AIM OF THE EXERCISE: Copy out, word for word, the lines from the start of the data below through the line containing "like point(0, 9)", and no others.

[Data entries]
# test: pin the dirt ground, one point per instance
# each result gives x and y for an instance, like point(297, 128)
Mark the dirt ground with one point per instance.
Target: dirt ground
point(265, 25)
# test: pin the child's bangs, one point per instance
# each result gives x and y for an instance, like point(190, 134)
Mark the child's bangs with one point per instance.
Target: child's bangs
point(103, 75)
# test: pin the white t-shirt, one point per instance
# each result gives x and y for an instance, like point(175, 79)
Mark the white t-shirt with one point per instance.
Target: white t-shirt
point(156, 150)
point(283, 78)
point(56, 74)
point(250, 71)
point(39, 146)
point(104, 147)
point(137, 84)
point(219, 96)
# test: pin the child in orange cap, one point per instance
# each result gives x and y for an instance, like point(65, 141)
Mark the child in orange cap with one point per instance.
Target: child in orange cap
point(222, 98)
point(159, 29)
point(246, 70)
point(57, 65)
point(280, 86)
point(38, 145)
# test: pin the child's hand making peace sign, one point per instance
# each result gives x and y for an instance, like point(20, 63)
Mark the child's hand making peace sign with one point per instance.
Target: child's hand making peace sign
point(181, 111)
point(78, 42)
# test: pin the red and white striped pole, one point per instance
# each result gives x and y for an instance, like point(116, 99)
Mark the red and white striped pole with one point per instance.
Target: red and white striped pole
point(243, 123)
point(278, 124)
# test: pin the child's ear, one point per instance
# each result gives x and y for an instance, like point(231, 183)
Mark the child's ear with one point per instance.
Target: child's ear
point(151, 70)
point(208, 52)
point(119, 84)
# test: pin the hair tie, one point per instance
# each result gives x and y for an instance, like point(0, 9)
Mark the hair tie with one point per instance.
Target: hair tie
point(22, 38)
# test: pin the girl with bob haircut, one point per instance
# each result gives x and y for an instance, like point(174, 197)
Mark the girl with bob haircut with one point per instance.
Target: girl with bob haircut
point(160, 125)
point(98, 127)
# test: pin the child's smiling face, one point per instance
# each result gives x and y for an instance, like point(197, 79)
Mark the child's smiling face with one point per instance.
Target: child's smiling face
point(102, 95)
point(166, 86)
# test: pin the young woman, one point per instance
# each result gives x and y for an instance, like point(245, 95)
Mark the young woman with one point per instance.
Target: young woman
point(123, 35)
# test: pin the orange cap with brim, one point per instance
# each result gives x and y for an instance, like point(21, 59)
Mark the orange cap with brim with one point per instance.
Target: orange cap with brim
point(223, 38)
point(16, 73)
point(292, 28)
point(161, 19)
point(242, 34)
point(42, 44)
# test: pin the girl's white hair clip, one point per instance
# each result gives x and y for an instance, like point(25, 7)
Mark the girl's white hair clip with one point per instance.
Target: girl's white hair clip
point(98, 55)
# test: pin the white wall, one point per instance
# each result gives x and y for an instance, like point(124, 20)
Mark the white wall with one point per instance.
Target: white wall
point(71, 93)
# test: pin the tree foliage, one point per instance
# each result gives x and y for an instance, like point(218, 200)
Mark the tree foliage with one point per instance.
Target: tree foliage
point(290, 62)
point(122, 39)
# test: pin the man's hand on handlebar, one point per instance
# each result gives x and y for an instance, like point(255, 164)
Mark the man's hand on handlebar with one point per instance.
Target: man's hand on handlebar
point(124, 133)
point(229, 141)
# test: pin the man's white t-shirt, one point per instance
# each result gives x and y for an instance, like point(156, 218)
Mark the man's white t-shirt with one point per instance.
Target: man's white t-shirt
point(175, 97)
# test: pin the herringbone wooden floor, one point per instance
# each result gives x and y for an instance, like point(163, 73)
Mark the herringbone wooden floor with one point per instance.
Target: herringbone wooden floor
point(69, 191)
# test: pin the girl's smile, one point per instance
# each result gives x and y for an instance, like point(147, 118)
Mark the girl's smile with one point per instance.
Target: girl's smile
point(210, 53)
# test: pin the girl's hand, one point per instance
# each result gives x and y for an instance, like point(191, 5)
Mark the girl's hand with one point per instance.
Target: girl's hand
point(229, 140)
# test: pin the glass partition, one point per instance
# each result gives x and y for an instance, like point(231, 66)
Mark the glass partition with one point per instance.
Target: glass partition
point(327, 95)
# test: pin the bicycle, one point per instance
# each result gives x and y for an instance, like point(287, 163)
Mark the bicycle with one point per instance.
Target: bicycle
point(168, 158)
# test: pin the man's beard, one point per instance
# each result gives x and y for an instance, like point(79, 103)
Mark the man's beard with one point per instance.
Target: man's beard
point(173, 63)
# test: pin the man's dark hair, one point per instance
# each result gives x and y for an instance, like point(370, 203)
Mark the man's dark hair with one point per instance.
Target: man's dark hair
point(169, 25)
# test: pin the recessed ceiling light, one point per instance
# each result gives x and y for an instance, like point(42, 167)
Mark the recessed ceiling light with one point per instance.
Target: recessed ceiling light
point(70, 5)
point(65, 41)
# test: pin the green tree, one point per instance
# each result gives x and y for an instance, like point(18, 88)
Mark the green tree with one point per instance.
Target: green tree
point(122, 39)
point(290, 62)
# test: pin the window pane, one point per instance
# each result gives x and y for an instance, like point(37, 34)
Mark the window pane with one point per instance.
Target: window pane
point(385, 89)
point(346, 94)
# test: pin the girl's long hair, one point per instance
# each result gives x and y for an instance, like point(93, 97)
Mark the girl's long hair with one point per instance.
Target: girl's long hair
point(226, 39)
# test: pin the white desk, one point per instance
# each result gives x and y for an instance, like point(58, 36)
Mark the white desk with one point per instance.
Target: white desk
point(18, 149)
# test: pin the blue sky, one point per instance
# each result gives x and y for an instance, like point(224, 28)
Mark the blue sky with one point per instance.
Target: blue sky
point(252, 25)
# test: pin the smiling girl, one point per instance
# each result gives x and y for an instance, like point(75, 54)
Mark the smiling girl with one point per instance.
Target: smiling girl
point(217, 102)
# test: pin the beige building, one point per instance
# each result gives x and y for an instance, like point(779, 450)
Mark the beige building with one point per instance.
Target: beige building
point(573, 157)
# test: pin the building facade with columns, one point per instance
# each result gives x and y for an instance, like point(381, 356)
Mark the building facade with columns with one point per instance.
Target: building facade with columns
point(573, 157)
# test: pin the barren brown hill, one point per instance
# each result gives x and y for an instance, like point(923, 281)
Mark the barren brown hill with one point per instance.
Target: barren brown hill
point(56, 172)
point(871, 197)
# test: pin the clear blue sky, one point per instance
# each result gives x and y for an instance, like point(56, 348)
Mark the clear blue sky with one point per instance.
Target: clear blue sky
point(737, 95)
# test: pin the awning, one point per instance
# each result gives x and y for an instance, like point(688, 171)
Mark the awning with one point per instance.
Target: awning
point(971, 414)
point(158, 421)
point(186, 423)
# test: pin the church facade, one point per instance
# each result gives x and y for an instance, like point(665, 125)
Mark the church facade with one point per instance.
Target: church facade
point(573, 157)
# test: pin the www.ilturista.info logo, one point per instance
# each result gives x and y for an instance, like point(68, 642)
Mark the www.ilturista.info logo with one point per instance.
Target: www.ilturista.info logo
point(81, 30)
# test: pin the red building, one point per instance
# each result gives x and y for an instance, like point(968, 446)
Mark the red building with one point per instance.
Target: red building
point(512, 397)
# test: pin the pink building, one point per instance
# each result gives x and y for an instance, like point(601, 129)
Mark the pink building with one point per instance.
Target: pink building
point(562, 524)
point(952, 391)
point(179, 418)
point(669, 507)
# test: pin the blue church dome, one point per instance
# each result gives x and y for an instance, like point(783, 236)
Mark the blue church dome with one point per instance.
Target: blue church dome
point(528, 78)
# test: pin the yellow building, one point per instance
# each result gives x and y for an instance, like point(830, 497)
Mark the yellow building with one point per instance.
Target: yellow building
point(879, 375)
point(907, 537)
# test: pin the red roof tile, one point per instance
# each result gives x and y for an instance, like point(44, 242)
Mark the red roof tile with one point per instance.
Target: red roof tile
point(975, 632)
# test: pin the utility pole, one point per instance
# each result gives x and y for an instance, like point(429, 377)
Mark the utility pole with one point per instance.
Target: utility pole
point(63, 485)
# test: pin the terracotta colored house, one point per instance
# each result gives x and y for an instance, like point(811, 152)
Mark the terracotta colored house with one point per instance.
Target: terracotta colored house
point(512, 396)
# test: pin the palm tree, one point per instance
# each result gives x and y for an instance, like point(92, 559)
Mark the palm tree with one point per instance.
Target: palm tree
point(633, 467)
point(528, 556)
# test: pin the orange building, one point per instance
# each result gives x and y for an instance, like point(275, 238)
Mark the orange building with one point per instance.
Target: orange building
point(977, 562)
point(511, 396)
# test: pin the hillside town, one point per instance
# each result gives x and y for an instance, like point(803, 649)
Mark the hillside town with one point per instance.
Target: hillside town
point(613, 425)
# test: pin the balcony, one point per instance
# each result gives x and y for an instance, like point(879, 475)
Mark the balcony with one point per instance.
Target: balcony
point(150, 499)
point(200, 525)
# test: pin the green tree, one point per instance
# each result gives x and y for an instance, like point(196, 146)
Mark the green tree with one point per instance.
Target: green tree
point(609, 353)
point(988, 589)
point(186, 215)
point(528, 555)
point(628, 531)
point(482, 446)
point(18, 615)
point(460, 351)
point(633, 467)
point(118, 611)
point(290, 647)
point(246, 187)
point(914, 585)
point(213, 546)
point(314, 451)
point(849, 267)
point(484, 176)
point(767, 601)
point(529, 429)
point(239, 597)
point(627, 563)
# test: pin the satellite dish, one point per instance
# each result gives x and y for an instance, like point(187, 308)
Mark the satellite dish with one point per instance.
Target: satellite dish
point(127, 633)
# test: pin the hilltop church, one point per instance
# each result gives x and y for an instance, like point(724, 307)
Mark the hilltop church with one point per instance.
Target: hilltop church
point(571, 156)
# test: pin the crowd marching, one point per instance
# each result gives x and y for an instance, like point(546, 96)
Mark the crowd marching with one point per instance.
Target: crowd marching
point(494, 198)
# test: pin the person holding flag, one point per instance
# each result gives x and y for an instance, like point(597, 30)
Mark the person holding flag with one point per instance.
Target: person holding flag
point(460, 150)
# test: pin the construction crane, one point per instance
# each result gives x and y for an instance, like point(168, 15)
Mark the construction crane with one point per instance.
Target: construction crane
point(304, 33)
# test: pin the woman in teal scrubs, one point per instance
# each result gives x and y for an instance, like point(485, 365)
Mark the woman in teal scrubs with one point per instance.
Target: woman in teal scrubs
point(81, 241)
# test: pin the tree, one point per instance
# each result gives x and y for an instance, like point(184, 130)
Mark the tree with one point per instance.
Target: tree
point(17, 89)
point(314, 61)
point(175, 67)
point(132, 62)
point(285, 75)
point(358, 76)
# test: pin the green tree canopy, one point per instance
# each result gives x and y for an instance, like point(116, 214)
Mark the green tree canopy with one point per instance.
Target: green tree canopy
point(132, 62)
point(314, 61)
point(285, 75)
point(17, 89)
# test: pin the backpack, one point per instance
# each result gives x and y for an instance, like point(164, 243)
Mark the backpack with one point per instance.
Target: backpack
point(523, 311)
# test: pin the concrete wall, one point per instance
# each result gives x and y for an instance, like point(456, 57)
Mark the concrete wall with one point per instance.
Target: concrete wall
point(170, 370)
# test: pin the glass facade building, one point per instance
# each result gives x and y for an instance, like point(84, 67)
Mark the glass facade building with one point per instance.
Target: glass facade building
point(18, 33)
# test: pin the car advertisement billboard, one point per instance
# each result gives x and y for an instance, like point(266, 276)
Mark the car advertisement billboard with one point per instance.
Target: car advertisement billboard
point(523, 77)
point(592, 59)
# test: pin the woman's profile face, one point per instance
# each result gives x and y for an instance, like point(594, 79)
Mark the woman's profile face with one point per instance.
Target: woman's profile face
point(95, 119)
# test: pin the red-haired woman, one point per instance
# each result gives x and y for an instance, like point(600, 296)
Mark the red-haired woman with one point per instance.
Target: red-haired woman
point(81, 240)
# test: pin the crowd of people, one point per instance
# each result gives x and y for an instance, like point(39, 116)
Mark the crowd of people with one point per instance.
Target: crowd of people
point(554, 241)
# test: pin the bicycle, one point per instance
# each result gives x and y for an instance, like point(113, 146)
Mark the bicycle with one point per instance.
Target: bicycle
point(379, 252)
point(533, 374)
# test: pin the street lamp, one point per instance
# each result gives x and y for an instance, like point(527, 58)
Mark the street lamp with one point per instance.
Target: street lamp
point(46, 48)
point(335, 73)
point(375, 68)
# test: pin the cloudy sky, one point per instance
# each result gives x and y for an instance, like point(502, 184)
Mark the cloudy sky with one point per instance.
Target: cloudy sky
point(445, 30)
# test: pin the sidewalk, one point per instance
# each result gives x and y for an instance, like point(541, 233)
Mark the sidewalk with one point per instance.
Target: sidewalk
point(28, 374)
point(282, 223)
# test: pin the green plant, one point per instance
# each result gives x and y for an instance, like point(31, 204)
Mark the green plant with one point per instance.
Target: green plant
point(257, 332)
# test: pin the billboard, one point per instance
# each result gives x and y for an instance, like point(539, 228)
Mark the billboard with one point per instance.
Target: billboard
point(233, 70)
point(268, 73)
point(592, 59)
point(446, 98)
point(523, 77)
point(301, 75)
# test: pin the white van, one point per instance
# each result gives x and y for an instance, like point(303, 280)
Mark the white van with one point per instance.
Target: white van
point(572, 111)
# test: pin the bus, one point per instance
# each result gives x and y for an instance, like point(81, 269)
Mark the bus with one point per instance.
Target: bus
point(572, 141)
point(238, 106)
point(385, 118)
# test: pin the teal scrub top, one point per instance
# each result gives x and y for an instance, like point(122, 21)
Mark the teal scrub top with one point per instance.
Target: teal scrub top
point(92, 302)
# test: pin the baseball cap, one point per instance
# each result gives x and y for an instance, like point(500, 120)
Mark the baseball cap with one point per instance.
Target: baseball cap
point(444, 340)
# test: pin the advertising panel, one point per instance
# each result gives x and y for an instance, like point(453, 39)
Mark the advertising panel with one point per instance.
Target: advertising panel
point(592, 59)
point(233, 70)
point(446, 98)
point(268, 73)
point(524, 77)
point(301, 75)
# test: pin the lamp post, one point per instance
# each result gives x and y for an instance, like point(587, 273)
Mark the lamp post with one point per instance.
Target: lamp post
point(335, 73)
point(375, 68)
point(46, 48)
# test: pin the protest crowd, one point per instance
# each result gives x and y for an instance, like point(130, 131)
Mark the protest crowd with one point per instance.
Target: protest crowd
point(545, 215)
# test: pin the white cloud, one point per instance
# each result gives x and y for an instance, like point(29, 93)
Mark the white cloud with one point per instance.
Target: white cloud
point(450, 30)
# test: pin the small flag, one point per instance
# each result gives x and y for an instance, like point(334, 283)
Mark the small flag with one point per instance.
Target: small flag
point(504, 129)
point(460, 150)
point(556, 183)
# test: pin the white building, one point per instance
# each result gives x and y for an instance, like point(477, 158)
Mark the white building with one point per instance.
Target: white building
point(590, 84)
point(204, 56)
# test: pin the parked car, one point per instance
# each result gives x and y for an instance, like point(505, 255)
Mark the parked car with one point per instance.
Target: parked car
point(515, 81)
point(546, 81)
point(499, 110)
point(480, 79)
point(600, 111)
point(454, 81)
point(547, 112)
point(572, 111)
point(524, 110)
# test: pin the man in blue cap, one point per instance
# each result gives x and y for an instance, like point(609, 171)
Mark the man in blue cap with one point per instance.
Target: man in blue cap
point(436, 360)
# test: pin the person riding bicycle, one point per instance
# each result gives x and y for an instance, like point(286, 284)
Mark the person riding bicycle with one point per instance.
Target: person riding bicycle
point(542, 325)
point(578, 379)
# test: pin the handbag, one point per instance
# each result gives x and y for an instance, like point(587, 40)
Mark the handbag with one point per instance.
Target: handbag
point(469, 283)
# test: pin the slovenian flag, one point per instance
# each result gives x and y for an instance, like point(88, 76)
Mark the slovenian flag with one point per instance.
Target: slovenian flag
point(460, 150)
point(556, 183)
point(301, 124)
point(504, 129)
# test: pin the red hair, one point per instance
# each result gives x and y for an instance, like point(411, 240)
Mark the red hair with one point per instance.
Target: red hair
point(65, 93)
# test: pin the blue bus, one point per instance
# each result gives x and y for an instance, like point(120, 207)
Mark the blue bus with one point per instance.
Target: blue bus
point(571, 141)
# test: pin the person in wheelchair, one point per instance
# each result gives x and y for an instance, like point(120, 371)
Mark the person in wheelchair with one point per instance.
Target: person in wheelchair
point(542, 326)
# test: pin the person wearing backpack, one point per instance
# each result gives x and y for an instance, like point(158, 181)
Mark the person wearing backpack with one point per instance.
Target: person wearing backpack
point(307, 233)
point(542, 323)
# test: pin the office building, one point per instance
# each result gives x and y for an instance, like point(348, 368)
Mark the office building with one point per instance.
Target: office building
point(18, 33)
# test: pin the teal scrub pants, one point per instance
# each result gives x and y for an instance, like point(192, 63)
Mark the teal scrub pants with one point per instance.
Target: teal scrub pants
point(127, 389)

RESULT BELOW:
# test: pin the dirt ground, one point per instance
# each result gives x and y for an instance, like point(297, 128)
Mark the dirt ground with one point per instance.
Target: dirt ground
point(265, 25)
# test: pin the child's bangs, one point per instance
# each result gives x and y for an instance, like point(190, 134)
Mark the child's bangs with one point per instance.
Target: child's bangs
point(103, 75)
# test: pin the white t-shirt, one point per instance
# each result gives x and y for an instance, like point(175, 79)
Mark the white t-shirt with one point per instance.
Target: white t-shirt
point(156, 150)
point(283, 78)
point(56, 74)
point(250, 71)
point(39, 146)
point(104, 147)
point(137, 84)
point(219, 96)
# test: pin the child in orange cap, one point per instance
# each result gives x and y for an instance, like point(65, 141)
Mark the child in orange cap with one point per instance.
Target: child in orange cap
point(222, 98)
point(159, 29)
point(246, 70)
point(57, 65)
point(280, 86)
point(38, 145)
# test: pin the child's hand making peace sign, one point per instance
# each result gives x and y for an instance, like point(20, 63)
Mark the child's hand making peace sign with one point per instance.
Target: child's hand making peace sign
point(181, 111)
point(78, 42)
# test: pin the red and white striped pole, one point per instance
# each result gives x and y for an instance, like point(116, 99)
Mark the red and white striped pole with one point per instance.
Target: red and white striped pole
point(243, 123)
point(278, 124)
# test: pin the child's ear, one point per instance
# each result gives x and y for an instance, like point(231, 183)
Mark the child's ear with one point per instance.
Target: child's ear
point(151, 70)
point(208, 52)
point(119, 84)
# test: pin the hair tie, one point per instance
# each result gives x and y for an instance, like point(0, 9)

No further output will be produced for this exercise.